• [Your tasks]
- A) Using the weight-gain account below, answer each question briefly:
(i) In what year did the writer move back to Vermont?
(ii) How many pounds had the writer lost at one point in 2012?
(iii) By how many pounds was the writer down at the end of 2013?
- B) Pick up the weight-gain account below after its final sentence and keep writing in the same first-person voice.

• [Passage given]
--- Begin ---
The next 10 pounds were much more enjoyable to gain. I attribute them to a combination of my husband’s excellent cooking and my love of drinking wine along with all of that great food. I guess that, without the thyroid condition, I probably still would have gained at least 10 pounds through the second half of my ‘30s as a result of discovering the joys of great food and good wine. And, to be honest, I loved every minute of it!

The last 10 pounds somehow got tacked on seasonally one winter, a few years after we moved back to Vermont, in 2007.  I started putting on a few pounds at the tail end of each running season in the late fall, and continued adding them straight through the holidays, from a combination of going out to eat more, not resisting the plethora of holiday snacks in the office and at parties, and a seasonal curtailing of my commitment to exercise. As you might have guessed, weight gain during the holiday season is common, although studies about it vary.

Most of these last 10 pounds I could lose pretty easily when I put in the effort, usually as a New Year’s Resolution. And I did so a few times. At one point in 2012, I had lost 15 pounds, only to gain it all back later in the year. Over the course of 2013, I lost 10 pounds early on, but ended up down seven pounds at year-end, mainly from a modest commitment to exercise and by not pigging-out over the holidays.
--- End ---
• [Supplied data]
--- Begin ---
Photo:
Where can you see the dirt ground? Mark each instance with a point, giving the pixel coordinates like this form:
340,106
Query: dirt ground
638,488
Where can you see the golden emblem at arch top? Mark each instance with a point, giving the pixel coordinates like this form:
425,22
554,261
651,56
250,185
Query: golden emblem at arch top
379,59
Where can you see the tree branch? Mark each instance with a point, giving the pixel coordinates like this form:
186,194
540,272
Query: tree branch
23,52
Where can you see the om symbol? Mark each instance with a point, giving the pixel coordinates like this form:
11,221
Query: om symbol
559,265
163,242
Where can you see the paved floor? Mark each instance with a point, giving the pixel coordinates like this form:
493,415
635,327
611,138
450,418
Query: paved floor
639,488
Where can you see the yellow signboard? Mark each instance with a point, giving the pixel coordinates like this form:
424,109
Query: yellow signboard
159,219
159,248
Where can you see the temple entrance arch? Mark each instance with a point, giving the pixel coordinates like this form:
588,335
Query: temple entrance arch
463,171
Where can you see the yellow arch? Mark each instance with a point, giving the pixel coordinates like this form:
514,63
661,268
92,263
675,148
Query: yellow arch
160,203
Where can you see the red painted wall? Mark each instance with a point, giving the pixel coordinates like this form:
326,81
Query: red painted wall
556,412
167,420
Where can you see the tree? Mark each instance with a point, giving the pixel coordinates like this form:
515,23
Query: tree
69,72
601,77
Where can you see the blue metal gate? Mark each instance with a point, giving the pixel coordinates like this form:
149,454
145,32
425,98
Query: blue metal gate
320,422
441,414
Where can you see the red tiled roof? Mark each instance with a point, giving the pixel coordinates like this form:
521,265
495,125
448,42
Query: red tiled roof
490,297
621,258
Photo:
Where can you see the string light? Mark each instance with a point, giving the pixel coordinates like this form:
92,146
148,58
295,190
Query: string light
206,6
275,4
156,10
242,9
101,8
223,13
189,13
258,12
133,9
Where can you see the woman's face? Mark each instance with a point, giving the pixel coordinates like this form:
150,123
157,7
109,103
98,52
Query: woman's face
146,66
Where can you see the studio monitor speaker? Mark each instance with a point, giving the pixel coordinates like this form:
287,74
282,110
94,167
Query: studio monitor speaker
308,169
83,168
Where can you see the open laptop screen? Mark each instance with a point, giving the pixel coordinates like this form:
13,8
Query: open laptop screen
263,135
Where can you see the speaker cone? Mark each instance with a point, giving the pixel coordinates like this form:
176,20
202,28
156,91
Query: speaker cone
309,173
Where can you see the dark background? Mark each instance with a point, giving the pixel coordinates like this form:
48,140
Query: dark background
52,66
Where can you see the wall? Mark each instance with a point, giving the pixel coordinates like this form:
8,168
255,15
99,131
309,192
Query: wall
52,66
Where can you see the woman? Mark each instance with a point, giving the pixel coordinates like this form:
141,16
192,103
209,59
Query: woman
--- End ---
• [Answer set]
- A)
(i) 2007
(ii) 15 pounds
(iii) Seven pounds

- B)
That’s a condensed version of how I found myself weighing 158 pounds when New Year’s 2014 rolled around. Unless you’ve been living under a rock, you know that I decided to give up alcohol for the year and also to leverage this resolution to lose 20 additional pounds and to achieve my fastest marathon running time.

In a blog post in late April, I announced that I had lost the 20 pounds and attributed my success to four things: (1) Quitting drinking, (2) Telling the world about it, (3) Approaching it like a marathon, and (4) Using an app to track everything.

My marathon training schedule required me to step up my exercise regime beyond what I had done in the past. And I worked very, very hard on not “blowing it” during my training by over-compensating or over-rewarding myself; I described these strategies here. It paid off! During May, I lost 3 additional pounds.

I simply cannot believe that I have now lost all 30 pounds that I had gained these last dozen years. My new challenge is to maintain my weight at 135 pounds. In fact, I am adding a new goal to the mix: Keeping the 30 pounds off over the next year, so that I can join the National Weight Control Registry.